Text under study:
There is no instance, in this book structured around therapy, of therapy succeeding. There aren't any stable therapist/client relationships in which the therapist actually helps in the way one might expect a therapist to. (Contributing to this is the fact that Abra subverts most attempts by therapists to understand him by seducing them -- passively, of course. And there's something uncomfortable also about the dynamic of passive seduction in institutional contexts, lying close as it does to victim-blaming. I'm entirely satisfied that it makes sense for Abra, but I feel the tendrils of that discomfort in the rest of the book. Something about the way abusers are always allowed to present their justifications, even though not sided with). There's a character who says at one point (in what I am tempted to read as the book's voice, though that is dangerous) that therapy is reductive, replacing the complexity of possible human motivations with a slim textbook's worth of standard diagnoses. I'm sure there is therapy done that way, but it corresponds so little to my feelings about the nature and value of therapy that it was one of a number of pieces of grit in my reading experience, things I looked at sideways and went, "...not exactly?" about, even while saying "That does work for Abra, doesn't it? He isn't someone who'd be understood by the usual methods, especially not in that decade." I wonder if I'll feel that grit rereading other books of Knox's, or if the disagreements are between me and this particular one, or me and 2001-Knox. (2019-me and 2001-Knox, for none of this troubled me last time).

The book's structural device -- a series of narrative therapy sessions in which diaries and stories are discussed -- doesn't do much for me. There is too little in what it's supposed to be to cover the fact that it is a device. But in another way, the book's structural concern with therapy is very interesting; I don't think I've read another book where the past so often has new information layered back into it, new motives found or theorised, new details given, new perspectives seen. It is a book all out of order, full of people writing down memories of people narrating memories of things the reader might have expected to find out a hundred pages ago if they were ever going to find them out at all, and it works very well, making a texture I haven't met elsewhere. Though it's completely different, I think of Hexwood: it is like human memory. And it is also about walking forward onto sharp points of pain in order to take up responsibility.

My most fundamental problem with the book, the reason it is not one of my favourite books but only a book I love, is a feeling that the characters have been stretched to fit. Not stretched much, but the structure has reached out and tugged them towards it. And that is a problem, in a book whose epigraph reads, "like diamonds we are cut with our own dust." I almost believe in Abra's choices. I almost believe in the ship which spins in the convection current of its own burning. I will be very happy if I can find out how to believe in them completely, but at the moment I don't.

Activities:
A: Duplicate the review from "My most fundamental" to "moment I don't.".
B: Answer these questions using the review:
(i) How does Abra undercut most attempts by therapists to understand him?
(ii) What other book does the writer think of, despite it being completely different?
(iii) What does the book's epigraph read?
The items have nothing to do with the review.

Dataset:
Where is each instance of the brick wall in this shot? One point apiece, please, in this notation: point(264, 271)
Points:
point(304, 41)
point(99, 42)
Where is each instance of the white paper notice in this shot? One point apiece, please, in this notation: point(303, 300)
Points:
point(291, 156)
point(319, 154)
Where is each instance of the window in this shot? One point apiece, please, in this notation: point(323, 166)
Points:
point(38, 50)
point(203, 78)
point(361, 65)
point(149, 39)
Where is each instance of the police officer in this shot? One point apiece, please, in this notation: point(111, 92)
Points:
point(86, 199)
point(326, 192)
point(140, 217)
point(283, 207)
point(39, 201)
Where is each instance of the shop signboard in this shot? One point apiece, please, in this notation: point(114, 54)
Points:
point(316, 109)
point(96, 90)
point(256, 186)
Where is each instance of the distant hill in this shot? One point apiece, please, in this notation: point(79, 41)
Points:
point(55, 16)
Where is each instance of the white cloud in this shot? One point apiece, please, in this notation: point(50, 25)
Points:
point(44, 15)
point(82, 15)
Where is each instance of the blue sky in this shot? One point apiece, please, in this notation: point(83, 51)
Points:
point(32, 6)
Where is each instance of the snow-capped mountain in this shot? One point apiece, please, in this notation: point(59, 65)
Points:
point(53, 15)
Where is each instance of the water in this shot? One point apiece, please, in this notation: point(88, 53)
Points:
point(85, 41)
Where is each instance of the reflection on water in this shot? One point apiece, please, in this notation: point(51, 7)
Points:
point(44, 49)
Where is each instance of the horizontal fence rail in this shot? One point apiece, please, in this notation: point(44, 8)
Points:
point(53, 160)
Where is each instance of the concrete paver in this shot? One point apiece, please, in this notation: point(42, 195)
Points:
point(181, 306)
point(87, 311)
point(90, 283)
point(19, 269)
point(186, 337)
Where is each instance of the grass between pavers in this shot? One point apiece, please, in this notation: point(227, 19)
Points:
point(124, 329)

Expected results:
A:
My most fundamental problem with the book, the reason it is not one of my favourite books but only a book I love, is a feeling that the characters have been stretched to fit. Not stretched much, but the structure has reached out and tugged them towards it. And that is a problem, in a book whose epigraph reads, "like diamonds we are cut with our own dust." I almost believe in Abra's choices. I almost believe in the ship which spins in the convection current of its own burning. I will be very happy if I can find out how to believe in them completely, but at the moment I don't.

B:
(i) He seduces them, passively.
(ii) Hexwood.
(iii) "like diamonds we are cut with our own dust."